**About this exercise**
Give the count of lines in the records below that contain "leaf", and say nothing more.
::: Excerpted data :::
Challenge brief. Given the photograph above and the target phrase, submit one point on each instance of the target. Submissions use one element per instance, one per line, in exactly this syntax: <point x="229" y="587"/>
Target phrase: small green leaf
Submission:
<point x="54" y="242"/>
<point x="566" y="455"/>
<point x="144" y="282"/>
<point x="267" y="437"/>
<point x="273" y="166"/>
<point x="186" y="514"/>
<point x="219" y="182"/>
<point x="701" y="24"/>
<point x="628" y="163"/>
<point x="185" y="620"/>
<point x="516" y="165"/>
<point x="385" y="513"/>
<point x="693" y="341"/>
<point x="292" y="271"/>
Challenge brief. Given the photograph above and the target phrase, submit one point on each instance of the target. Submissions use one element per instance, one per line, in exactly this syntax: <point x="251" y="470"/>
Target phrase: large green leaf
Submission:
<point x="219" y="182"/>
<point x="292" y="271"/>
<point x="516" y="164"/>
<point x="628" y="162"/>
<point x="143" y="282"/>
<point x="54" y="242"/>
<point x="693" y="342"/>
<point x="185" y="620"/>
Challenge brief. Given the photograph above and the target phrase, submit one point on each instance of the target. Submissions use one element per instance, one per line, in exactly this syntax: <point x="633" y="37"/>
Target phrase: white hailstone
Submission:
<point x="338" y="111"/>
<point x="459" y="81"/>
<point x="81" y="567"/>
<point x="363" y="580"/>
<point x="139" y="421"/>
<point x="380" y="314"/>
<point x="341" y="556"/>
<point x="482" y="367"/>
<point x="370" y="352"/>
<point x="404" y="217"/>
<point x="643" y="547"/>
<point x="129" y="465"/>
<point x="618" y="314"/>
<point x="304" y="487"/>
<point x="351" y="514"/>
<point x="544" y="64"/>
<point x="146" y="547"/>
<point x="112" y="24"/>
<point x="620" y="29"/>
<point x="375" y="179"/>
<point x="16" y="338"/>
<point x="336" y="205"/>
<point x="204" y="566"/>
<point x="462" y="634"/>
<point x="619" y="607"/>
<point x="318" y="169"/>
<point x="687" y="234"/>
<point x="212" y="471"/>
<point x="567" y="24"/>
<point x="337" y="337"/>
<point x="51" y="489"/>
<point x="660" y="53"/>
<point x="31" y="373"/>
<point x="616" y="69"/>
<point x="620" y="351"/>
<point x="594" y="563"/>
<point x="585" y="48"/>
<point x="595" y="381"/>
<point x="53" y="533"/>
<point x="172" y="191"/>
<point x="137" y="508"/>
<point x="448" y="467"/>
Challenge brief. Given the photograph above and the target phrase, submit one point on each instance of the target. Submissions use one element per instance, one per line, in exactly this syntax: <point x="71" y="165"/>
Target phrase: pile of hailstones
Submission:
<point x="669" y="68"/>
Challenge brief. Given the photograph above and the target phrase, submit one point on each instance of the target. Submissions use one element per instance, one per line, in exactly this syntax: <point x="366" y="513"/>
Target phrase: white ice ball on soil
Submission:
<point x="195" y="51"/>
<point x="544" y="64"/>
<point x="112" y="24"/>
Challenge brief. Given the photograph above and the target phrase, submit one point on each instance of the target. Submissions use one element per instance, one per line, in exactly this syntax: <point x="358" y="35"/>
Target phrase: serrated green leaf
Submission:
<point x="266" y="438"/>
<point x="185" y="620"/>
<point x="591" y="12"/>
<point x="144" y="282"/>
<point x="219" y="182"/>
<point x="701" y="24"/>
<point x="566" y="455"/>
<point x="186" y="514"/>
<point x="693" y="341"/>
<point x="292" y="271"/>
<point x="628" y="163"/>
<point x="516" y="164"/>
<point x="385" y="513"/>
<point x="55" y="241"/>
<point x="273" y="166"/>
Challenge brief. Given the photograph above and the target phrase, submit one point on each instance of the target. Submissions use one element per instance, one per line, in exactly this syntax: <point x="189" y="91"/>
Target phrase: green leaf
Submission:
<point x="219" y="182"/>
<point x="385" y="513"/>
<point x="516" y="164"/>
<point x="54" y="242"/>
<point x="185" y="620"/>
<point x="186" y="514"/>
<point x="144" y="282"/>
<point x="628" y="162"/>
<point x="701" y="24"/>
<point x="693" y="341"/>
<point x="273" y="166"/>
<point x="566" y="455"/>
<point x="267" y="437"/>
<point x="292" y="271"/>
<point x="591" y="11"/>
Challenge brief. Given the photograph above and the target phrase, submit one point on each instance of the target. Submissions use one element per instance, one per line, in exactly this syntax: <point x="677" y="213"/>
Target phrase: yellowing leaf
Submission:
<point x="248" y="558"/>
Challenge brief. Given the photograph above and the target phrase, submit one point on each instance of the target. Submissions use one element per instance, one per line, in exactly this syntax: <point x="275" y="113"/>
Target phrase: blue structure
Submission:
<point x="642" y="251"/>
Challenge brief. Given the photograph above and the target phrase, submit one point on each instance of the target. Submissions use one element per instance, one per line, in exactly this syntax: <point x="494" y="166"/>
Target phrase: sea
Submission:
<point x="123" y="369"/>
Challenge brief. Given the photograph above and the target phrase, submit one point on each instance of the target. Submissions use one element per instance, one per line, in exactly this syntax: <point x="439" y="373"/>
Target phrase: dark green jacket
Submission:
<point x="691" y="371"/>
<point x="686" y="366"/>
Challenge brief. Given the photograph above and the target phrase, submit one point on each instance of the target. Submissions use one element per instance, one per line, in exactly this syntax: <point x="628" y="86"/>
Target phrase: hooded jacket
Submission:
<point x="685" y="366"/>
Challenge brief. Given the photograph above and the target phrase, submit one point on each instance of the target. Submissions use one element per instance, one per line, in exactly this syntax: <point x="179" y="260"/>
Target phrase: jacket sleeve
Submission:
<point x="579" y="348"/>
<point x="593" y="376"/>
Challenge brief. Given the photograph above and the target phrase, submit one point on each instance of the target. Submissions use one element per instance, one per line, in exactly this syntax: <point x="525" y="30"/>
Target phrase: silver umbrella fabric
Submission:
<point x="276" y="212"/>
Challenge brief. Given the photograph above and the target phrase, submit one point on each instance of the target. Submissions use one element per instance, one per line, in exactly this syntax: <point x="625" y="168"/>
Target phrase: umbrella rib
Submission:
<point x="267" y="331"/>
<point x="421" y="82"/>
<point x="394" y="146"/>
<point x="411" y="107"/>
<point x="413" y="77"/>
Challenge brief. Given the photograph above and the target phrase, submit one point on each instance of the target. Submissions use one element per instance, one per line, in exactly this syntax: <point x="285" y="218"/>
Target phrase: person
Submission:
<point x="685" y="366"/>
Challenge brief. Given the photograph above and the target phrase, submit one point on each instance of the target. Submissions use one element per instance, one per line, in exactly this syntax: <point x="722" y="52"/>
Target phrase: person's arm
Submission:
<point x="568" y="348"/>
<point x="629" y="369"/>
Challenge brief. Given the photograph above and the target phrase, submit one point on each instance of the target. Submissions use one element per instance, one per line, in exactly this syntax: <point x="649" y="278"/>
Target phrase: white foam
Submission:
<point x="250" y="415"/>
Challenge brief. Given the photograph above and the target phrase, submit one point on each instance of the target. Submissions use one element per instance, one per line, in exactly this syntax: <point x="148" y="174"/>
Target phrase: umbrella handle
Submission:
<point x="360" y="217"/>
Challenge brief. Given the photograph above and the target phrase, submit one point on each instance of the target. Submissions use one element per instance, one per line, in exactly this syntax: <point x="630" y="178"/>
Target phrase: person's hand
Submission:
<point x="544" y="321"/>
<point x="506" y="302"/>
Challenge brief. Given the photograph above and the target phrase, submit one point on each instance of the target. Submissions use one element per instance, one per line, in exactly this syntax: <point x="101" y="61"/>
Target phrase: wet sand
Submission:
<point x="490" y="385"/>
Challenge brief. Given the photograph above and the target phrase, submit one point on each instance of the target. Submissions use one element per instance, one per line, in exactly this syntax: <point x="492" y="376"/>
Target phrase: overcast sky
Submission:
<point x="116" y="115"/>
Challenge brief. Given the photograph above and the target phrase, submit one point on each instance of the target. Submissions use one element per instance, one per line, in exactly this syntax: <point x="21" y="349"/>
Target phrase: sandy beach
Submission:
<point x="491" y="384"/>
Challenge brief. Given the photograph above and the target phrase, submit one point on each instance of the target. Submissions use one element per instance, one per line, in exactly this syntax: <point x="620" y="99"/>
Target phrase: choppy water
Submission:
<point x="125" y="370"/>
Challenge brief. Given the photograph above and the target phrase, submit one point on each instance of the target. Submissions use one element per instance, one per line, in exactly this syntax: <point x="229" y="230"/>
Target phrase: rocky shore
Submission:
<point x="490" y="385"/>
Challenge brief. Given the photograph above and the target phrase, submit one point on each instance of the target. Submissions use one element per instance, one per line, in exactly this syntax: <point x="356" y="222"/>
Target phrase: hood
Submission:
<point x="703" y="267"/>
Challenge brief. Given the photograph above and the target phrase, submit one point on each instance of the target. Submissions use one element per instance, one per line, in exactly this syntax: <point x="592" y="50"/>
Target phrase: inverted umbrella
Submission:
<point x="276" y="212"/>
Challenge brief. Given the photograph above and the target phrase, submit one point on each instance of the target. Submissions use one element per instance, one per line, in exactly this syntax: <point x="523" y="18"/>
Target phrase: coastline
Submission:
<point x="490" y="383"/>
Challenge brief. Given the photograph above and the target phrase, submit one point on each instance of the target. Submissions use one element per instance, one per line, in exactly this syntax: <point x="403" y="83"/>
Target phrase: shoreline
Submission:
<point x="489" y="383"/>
:::
**Expected answer**
5